## START Records

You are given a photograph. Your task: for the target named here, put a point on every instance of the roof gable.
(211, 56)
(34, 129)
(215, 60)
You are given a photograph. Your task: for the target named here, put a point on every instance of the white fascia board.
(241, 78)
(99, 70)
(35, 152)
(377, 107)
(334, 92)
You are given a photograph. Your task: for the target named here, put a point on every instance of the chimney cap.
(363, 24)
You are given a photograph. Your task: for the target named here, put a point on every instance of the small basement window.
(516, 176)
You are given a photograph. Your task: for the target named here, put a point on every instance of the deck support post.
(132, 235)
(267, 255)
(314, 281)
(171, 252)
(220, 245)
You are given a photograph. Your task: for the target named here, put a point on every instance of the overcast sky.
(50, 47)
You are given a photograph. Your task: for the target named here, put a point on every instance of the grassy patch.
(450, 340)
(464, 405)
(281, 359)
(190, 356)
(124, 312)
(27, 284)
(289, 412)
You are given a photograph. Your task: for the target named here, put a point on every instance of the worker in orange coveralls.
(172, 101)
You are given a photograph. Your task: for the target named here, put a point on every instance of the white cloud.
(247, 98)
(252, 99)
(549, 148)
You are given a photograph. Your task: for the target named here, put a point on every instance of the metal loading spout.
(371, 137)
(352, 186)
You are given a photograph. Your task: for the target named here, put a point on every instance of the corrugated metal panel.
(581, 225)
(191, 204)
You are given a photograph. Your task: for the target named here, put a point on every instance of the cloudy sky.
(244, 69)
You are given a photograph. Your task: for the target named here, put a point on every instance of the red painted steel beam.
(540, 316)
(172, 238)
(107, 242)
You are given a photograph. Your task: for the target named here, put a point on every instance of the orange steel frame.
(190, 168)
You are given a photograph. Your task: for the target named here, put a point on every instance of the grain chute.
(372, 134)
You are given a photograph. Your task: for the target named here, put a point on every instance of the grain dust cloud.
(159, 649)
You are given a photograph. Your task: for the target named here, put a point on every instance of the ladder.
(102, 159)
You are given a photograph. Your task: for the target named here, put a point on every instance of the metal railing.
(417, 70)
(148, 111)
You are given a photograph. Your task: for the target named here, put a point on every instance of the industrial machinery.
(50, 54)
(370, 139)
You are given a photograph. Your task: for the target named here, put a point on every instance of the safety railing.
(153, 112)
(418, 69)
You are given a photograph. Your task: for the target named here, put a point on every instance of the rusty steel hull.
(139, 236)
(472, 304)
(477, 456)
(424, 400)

## END Records

What you have to do:
Express the listing above as a JSON array of strings, one string per line, skipping any blank lines.

Written response:
[
  "You are given a photograph. Your task: for the target named here, put a point on every instance of the roof gable.",
  "(211, 56)",
  "(34, 129)",
  "(215, 60)",
  "You are given a photograph. Your task: for the target named here, put a point on every instance of the white fascia board.",
  "(241, 78)",
  "(99, 70)",
  "(35, 152)",
  "(377, 107)",
  "(334, 92)",
  "You are given a photograph. Your task: for the target named here, put a point on every instance of the chimney cap.",
  "(363, 24)",
  "You are given a photograph. Your task: for the target named here, put a point on every instance of the small basement window.",
  "(516, 176)",
  "You are given a photograph. Your task: for the target named here, put a point on every instance of the deck support post.",
  "(132, 235)",
  "(267, 255)",
  "(314, 281)",
  "(171, 252)",
  "(220, 245)",
  "You are given a photograph. Your task: for the target named here, put a point on every instance of the overcast sky.",
  "(50, 47)",
  "You are given a photograph. Your task: for the target named here, put a point on every instance of the grassy patch.",
  "(450, 340)",
  "(464, 405)",
  "(281, 359)",
  "(190, 356)",
  "(124, 312)",
  "(27, 284)",
  "(289, 412)",
  "You are given a photograph. Your task: for the target named here, put a point on every instance of the worker in orange coveralls.",
  "(172, 101)",
  "You are given a photograph. Your task: for the target named here, put a point on every instance of the white cloud.",
  "(247, 98)",
  "(252, 99)",
  "(549, 148)",
  "You are given a photograph. Your task: for the target named here, put a point on every instance of the metal loading spout.",
  "(371, 137)",
  "(352, 186)",
  "You are given a photograph. Your task: for the target named here, put a point on every instance of the corrugated metal panel.",
  "(581, 225)",
  "(191, 204)",
  "You are given a photograph. Your task: for the target named here, put a point on every instance of the cloudy sky.",
  "(244, 69)",
  "You are given a photograph. Your task: for the target named here, put a point on every instance of the red painted steel beam.",
  "(540, 316)",
  "(172, 238)",
  "(107, 242)",
  "You are given a photograph. Your task: for the target named here, put a point on every instance of the orange steel frame.",
  "(190, 168)",
  "You are given a photograph. Your task: for the target named here, put a point on every instance of the grain chute.",
  "(372, 134)",
  "You are given a photograph. Your task: for the target named here, put a point on every instance of the grain dust cloud.",
  "(159, 649)",
  "You are given a photograph. Your task: for the target named here, put a point on every instance of the ladder.",
  "(102, 159)",
  "You are given a photograph. Your task: for the target named here, put a point on every instance of the metal railing.",
  "(417, 70)",
  "(148, 111)",
  "You are given a photograph. Your task: for the target named here, put a point on every instance of the industrial machinery.",
  "(50, 54)",
  "(370, 139)",
  "You are given a photograph. Your task: for the target named here, put a point on every instance of the safety railing.",
  "(153, 112)",
  "(418, 69)",
  "You are given a photograph. Your task: for the target named here, put a point on every instance of the rusty steel hull.",
  "(139, 236)",
  "(472, 304)",
  "(477, 456)",
  "(424, 400)"
]